室内楽アカデミー生が研鑽の成果を披露
――世界トップクラスのアンサンブルが集う「チェンバーミュージック・ガーデン」
サントリーホール チェンバーミュージック・ガーデン(CMG)が6月1日から16日まで開催された。今年で9回目となるCMGは、クス・クァルテットやアンサンブル・ラロなど、世界のトップクラスのアンサンブルが集う室内楽の祭典であると同時に、サントリーホール室内楽アカデミー(CMA)のフェロー(受講生)たちが日頃の研鑽の成果を披露する場でもある。
今年は、CMGのオープニングを飾る「堤剛プロデュース2019」にCMAのフェローたちが参加し、CMAのディレクターである堤剛と共演した。
まず、ヴィヴァルディの「2つのチェロのための協奏曲 ト短調 RV531」が演奏された。独奏は、堤と、CMAフェローのクァルテット・インテグラのチェロ奏者である築地杏里。フェローたちで構成されるCMAアンサンブル(5、4、4、3、1の編成)との共演。堤が第2チェロの築地に発信し、アンサンブルにも合図を送る。堤のチェロが豊かに鳴り、築地がそれに寄り添う。

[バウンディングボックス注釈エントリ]
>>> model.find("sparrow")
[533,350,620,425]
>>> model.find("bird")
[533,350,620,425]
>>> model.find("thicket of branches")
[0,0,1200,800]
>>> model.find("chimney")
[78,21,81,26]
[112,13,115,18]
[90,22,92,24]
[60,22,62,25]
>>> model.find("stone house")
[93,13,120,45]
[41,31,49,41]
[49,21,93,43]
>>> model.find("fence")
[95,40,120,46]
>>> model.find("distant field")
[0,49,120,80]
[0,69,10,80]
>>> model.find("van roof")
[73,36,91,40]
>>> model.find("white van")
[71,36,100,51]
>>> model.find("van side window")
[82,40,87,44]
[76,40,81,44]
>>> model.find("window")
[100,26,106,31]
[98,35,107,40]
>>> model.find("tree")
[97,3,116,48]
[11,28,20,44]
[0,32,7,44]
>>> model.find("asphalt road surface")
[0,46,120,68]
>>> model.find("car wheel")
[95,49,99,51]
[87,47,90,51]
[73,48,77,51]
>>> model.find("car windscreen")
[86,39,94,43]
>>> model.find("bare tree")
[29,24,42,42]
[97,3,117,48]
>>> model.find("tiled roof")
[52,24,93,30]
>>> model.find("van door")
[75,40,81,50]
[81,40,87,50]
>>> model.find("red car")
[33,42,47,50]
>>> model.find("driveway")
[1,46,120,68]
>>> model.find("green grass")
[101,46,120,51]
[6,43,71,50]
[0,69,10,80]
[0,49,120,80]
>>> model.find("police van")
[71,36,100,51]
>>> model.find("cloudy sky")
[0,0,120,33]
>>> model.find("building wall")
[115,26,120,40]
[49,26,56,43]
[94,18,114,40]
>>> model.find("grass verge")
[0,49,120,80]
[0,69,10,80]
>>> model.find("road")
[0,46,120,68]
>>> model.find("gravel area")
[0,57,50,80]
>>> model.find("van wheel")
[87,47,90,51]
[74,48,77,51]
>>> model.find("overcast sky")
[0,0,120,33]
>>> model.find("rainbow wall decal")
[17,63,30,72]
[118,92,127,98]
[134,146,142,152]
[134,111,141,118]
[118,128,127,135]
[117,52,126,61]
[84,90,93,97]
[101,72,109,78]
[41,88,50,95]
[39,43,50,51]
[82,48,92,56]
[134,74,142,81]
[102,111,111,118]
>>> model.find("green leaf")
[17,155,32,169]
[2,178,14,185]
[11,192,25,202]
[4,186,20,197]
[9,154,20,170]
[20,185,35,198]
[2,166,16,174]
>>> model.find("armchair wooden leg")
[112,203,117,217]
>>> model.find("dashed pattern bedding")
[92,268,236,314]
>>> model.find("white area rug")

### 課題内容 A:
チェンバーミュージック・ガーデンの記事によれば、今年のCMGは何回目の開催ですか。
### 課題内容 B:
チェンバーミュージック・ガーデンの記事から、「サントリーホール チェンバー」から「の成果を披露する場でもある。」までの部分を一字一句たがえずに書き写してください。
### 課題内容 C:
チェンバーミュージック・ガーデンを扱った記事について、最後の文に続く部分を書き進めてください。

### 想定解答 A:
9回目です。

### 想定解答 B:
サントリーホール チェンバーミュージック・ガーデン(CMG)が6月1日から16日まで開催された。今年で9回目となるCMGは、クス・クァルテットやアンサンブル・ラロなど、世界のトップクラスのアンサンブルが集う室内楽の祭典であると同時に、サントリーホール室内楽アカデミー(CMA)のフェロー(受講生)たちが日頃の研鑽の成果を披露する場でもある。

### 想定解答 C:
続いて、指揮者なしで、CMAアンサンブルによるチャイコフスキーの「弦楽のためのセレナード」。コンサートマスター席の内野佑佳子がリードする。若々しく力漲る演奏。個々に積極性があり、第1ヴァイオリンが5人とは思えない、音の厚み。ただし、響きが一つに溶け合っていないところがあり、そういう面では、指揮者がいた方がよかったかもしれないとも思った。
そして最後は、堤の独奏で、ハイドンの「チェロ協奏曲第1番 ハ長調」。堤の昔からのレパートリーだけに、よりくつろいだ表情で弾く。音楽を楽しんでいるかのよう。深々としていてよく鳴るチェロ。とりわけ第2楽章アダージョの温かみのあるカンタービレが印象に残った。カデンツァからの入りに目でオーケストラに合図。室内楽の延長。先輩の現役奏者として、フェローたちに手本を示しているかのような演奏であった。
今年の「ENJOY! 室内楽アカデミー・フェロー演奏会」は、CMA第5期のフェロー7団体が、6月8日と15日の2回に分かれて出演した。
6月8日は、チェルカトーレ弦楽四重奏団(戸澤采紀、関朋岳、中村詩子、牟田口遥香)、アミクス弦楽四重奏団(宮川奈々、宮本有里、山本周、松本亜優)、トリオ デルアルテ(内野佑佳子、河野明敏、久保山菜摘)、タレイア・クァルテット(山田香子、二村裕美、渡部咲耶、石崎美雨)。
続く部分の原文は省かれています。